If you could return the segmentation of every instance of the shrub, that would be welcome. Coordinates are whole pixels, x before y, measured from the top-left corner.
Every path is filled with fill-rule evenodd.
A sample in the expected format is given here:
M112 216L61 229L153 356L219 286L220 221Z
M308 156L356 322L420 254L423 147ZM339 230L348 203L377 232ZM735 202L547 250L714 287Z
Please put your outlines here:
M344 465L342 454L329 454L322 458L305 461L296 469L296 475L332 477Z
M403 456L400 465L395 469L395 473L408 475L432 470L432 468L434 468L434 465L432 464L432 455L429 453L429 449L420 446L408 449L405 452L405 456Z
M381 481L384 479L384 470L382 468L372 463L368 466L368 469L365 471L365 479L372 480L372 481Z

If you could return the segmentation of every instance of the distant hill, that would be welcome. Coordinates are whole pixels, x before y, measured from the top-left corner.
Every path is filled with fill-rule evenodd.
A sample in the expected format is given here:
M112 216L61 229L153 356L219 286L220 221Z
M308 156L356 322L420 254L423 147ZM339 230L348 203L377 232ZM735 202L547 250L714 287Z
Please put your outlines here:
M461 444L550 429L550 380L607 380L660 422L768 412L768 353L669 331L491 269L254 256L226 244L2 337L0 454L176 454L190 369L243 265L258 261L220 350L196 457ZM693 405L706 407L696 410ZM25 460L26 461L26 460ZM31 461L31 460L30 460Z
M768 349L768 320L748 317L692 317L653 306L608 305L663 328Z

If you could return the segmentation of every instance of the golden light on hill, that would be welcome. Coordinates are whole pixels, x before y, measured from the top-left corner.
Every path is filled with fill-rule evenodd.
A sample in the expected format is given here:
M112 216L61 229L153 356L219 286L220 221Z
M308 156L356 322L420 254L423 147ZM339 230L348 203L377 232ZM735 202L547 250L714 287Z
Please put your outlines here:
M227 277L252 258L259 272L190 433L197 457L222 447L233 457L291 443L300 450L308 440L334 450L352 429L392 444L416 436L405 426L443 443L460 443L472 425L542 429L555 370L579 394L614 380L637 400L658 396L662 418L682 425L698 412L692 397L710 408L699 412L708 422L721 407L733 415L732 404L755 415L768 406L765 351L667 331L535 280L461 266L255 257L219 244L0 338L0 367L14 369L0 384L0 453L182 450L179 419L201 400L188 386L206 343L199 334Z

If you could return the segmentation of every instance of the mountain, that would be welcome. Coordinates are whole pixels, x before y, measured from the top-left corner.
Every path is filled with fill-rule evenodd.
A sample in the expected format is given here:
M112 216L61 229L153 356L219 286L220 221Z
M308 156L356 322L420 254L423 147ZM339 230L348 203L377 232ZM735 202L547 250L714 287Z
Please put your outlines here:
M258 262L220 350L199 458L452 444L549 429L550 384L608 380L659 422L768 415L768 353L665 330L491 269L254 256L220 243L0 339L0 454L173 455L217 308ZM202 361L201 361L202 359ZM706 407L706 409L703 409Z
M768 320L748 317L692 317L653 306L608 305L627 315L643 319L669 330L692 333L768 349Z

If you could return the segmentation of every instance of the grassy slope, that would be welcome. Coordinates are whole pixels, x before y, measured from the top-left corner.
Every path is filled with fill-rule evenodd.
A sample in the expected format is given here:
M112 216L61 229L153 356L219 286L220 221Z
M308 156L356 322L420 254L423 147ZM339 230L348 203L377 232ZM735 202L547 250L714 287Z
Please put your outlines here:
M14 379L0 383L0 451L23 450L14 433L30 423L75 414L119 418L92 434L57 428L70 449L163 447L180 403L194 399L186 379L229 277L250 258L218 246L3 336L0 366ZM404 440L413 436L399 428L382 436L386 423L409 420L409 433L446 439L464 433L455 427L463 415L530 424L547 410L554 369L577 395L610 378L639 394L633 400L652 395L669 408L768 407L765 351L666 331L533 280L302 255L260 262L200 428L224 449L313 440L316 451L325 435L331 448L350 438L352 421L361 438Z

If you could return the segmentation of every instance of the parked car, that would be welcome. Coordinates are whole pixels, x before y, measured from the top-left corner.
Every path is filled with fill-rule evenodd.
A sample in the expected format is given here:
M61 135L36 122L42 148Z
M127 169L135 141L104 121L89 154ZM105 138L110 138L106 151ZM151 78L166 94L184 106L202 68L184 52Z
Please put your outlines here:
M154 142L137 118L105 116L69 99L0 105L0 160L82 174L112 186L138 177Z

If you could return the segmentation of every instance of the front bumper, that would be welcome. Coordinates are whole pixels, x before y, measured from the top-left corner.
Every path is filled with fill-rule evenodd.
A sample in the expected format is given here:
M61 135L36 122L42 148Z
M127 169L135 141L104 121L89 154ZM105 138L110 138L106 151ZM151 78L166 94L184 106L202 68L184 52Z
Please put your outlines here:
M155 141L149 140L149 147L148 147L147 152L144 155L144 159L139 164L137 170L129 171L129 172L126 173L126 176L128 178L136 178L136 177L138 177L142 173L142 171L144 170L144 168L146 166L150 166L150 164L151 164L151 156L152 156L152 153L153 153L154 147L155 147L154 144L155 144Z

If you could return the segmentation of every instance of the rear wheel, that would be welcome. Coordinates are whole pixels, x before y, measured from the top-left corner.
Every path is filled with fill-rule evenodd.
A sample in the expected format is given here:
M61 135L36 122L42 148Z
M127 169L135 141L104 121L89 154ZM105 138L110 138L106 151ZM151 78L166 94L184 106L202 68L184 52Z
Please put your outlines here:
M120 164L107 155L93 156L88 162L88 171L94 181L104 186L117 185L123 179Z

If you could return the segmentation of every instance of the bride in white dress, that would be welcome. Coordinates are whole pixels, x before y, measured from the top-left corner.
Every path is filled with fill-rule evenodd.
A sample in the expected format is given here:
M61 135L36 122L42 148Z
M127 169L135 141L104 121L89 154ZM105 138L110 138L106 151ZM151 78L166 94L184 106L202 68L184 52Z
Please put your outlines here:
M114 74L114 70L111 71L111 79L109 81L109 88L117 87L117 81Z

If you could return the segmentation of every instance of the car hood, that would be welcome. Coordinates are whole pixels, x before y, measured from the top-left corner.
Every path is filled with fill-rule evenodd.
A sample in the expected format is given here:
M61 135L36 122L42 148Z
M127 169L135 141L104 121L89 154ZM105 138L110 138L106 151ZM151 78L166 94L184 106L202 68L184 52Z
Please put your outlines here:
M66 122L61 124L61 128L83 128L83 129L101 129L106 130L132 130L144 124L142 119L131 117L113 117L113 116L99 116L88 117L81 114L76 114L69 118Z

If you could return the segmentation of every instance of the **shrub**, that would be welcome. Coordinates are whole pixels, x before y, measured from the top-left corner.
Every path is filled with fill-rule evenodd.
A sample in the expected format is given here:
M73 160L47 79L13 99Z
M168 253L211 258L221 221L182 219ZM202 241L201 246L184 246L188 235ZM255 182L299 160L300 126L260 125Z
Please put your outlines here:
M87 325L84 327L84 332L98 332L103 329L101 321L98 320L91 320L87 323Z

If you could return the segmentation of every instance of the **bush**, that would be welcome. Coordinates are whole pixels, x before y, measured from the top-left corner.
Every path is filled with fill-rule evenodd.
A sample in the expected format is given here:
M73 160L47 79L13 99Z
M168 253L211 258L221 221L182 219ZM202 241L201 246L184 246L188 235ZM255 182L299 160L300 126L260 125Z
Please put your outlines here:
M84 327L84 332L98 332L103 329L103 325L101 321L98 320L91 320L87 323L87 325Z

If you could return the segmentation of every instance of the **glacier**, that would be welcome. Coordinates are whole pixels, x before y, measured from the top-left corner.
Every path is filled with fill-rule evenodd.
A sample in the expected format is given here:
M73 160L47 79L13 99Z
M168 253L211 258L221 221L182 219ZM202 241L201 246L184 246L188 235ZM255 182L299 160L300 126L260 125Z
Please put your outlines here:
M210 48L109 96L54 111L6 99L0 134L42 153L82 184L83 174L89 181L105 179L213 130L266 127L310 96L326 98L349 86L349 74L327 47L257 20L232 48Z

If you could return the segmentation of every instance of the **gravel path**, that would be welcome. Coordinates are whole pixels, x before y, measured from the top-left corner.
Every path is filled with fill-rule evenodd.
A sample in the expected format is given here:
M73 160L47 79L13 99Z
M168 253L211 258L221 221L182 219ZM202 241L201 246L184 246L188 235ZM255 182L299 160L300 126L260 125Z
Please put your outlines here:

----------------------------------------

Your answer must be every line from the listing above that holds the string "shrub".

If you could return the segmentation of every instance of the shrub, that would be welcome. Coordinates are whole pixels, x before y, measured from the top-left corner.
If you could return the segmentation of every instance of the **shrub**, that would be welcome. Coordinates are whole pixels, x before y, measured from the top-left corner.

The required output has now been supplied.